## [What is required]
From the first line to the last, return the data exactly as written.

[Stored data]
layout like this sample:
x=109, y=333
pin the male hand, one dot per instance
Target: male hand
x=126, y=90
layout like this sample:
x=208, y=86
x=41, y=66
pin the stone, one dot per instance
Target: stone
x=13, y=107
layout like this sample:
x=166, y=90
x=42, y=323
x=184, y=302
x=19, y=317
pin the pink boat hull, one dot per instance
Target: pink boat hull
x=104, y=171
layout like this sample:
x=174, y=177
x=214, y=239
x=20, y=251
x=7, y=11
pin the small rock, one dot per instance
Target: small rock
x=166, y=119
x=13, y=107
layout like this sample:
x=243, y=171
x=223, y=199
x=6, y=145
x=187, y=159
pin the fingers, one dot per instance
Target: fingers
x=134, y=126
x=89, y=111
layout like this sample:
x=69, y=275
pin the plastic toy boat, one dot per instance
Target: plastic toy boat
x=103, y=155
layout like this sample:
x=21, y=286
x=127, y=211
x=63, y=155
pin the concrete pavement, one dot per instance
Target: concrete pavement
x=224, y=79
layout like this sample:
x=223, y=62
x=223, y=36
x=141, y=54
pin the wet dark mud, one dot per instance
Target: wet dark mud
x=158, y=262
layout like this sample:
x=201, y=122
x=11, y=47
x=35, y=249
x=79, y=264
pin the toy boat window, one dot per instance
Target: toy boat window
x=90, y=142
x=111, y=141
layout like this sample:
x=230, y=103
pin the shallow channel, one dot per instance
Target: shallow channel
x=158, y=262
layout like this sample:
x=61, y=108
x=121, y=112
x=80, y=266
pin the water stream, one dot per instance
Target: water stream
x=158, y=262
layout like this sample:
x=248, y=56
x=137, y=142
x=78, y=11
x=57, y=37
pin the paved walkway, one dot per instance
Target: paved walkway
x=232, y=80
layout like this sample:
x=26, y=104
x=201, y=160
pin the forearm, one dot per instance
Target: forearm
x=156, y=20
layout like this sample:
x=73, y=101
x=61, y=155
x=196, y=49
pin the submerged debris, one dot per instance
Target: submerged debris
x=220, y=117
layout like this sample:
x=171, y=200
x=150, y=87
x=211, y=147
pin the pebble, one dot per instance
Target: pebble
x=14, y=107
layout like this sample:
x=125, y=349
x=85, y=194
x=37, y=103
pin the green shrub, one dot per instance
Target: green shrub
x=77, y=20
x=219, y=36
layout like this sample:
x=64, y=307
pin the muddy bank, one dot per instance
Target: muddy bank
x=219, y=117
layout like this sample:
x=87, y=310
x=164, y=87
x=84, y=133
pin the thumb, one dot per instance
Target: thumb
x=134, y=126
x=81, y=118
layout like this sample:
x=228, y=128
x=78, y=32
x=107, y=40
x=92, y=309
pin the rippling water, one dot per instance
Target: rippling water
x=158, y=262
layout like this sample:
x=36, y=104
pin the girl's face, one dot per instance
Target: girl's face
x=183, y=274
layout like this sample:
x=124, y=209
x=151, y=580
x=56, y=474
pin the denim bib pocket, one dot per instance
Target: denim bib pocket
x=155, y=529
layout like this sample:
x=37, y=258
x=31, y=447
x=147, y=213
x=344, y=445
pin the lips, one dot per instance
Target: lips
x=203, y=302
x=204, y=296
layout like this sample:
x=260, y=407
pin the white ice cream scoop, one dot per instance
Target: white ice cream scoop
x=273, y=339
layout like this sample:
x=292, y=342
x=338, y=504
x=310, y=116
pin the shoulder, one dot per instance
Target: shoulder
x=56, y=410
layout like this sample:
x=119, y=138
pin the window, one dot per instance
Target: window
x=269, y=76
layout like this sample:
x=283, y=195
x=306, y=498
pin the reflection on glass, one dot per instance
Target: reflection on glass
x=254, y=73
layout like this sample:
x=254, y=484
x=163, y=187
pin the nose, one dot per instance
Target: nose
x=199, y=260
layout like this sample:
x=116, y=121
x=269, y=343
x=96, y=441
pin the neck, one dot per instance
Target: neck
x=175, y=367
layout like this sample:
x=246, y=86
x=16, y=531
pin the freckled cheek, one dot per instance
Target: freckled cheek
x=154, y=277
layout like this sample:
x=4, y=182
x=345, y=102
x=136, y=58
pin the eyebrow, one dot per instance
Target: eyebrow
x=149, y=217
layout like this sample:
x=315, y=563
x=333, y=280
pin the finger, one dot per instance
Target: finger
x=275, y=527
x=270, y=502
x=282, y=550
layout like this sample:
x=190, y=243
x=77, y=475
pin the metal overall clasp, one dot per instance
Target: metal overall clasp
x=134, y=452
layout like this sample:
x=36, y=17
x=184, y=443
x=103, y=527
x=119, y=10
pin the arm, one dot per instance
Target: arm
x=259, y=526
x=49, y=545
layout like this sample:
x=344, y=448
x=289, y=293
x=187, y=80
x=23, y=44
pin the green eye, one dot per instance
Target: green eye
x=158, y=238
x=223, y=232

## [Response]
layout like this sample:
x=109, y=333
pin the male hand, one dot per instance
Target: male hand
x=126, y=90
layout like this sample:
x=208, y=86
x=41, y=66
pin the stone, one dot per instance
Target: stone
x=13, y=107
layout like this sample:
x=166, y=90
x=42, y=323
x=184, y=302
x=19, y=317
pin the pink boat hull, one dot per instance
Target: pink boat hull
x=104, y=171
layout like this sample:
x=174, y=177
x=214, y=239
x=20, y=251
x=7, y=11
pin the small rock, one dot per instance
Target: small rock
x=166, y=119
x=13, y=107
layout like this sample:
x=243, y=171
x=223, y=199
x=6, y=145
x=187, y=159
pin the fingers, one dot per instance
Target: fingers
x=134, y=126
x=89, y=111
layout like this sample:
x=69, y=275
pin the plastic toy boat, one dot per instance
Target: plastic toy boat
x=103, y=155
layout like this sample:
x=21, y=286
x=127, y=211
x=63, y=155
pin the concrete pavement, one dot per instance
Target: concrete pavement
x=224, y=79
layout like this sample:
x=223, y=62
x=223, y=36
x=141, y=54
pin the wet dark mud, one dot per instance
Target: wet dark mud
x=158, y=262
layout like this sample:
x=201, y=122
x=11, y=47
x=35, y=249
x=79, y=264
pin the toy boat window, one dot per instance
Target: toy boat window
x=90, y=142
x=111, y=141
layout like this sample:
x=230, y=103
pin the shallow channel, one dot per instance
Target: shallow channel
x=158, y=262
layout like this sample:
x=61, y=108
x=121, y=112
x=80, y=266
pin the water stream, one dot per instance
Target: water stream
x=158, y=262
layout like this sample:
x=248, y=56
x=137, y=142
x=78, y=11
x=57, y=37
pin the paved walkway, one dot per instance
Target: paved walkway
x=232, y=80
layout like this sample:
x=26, y=104
x=201, y=160
pin the forearm, one dot per instance
Target: forearm
x=156, y=20
layout like this sample:
x=73, y=101
x=61, y=155
x=196, y=49
pin the submerged debris, one dot per instance
Target: submerged debris
x=220, y=117
layout like this sample:
x=171, y=200
x=150, y=87
x=211, y=147
pin the pebble, one dot per instance
Target: pebble
x=14, y=107
layout like this sample:
x=125, y=349
x=85, y=194
x=37, y=103
pin the green shrub, one dot per instance
Target: green shrub
x=77, y=20
x=219, y=36
layout like this sample:
x=64, y=307
pin the muddy bank, one dot per instance
Target: muddy bank
x=219, y=117
layout like this sample:
x=87, y=310
x=164, y=87
x=84, y=133
pin the thumb, one dot per instance
Target: thumb
x=134, y=126
x=81, y=118
layout like this sample:
x=228, y=128
x=78, y=32
x=107, y=40
x=92, y=309
pin the rippling water, one dot per instance
Target: rippling water
x=158, y=262
layout like this sample:
x=36, y=104
pin the girl's face, one dot per instance
Target: girl's face
x=183, y=274
layout like this sample:
x=124, y=209
x=151, y=580
x=56, y=474
pin the denim bib pocket, one dot per instance
Target: denim bib pocket
x=155, y=529
layout like this sample:
x=37, y=258
x=31, y=447
x=147, y=213
x=344, y=445
pin the lips, one dot per instance
Target: lips
x=203, y=302
x=204, y=296
layout like this sample:
x=260, y=407
pin the white ice cream scoop, one dot per instance
Target: white ice cream scoop
x=273, y=339
layout like this sample:
x=292, y=342
x=338, y=504
x=310, y=116
pin the shoulder, one dot per instance
Target: shoulder
x=56, y=410
layout like this sample:
x=119, y=138
pin the window, one dot per instance
Target: window
x=269, y=76
layout like this sample:
x=283, y=195
x=306, y=498
pin the reflection on glass, one dot per instance
Target: reflection on glass
x=254, y=73
layout like this sample:
x=254, y=484
x=163, y=187
pin the nose, one dot per instance
Target: nose
x=199, y=260
layout like this sample:
x=116, y=121
x=269, y=343
x=96, y=441
pin the neck, one dot per instance
Target: neck
x=175, y=367
layout like this sample:
x=246, y=86
x=16, y=531
pin the freckled cheek, one dot per instance
Target: freckled cheek
x=154, y=277
layout like this sample:
x=4, y=182
x=345, y=102
x=136, y=58
pin the eyebrow, one dot per instance
Target: eyebrow
x=149, y=217
layout like this sample:
x=315, y=563
x=333, y=280
pin the finger, one dot per instance
Target: finger
x=275, y=527
x=270, y=502
x=282, y=550
layout like this sample:
x=190, y=243
x=77, y=475
pin the metal overall clasp, one dot per instance
Target: metal overall clasp
x=134, y=452
layout like this sample:
x=36, y=17
x=184, y=443
x=103, y=527
x=119, y=10
pin the arm, one dot per instance
Target: arm
x=259, y=526
x=49, y=545
layout like this sample:
x=344, y=448
x=289, y=293
x=187, y=80
x=23, y=44
pin the green eye, one dot per instance
Target: green eye
x=158, y=238
x=223, y=232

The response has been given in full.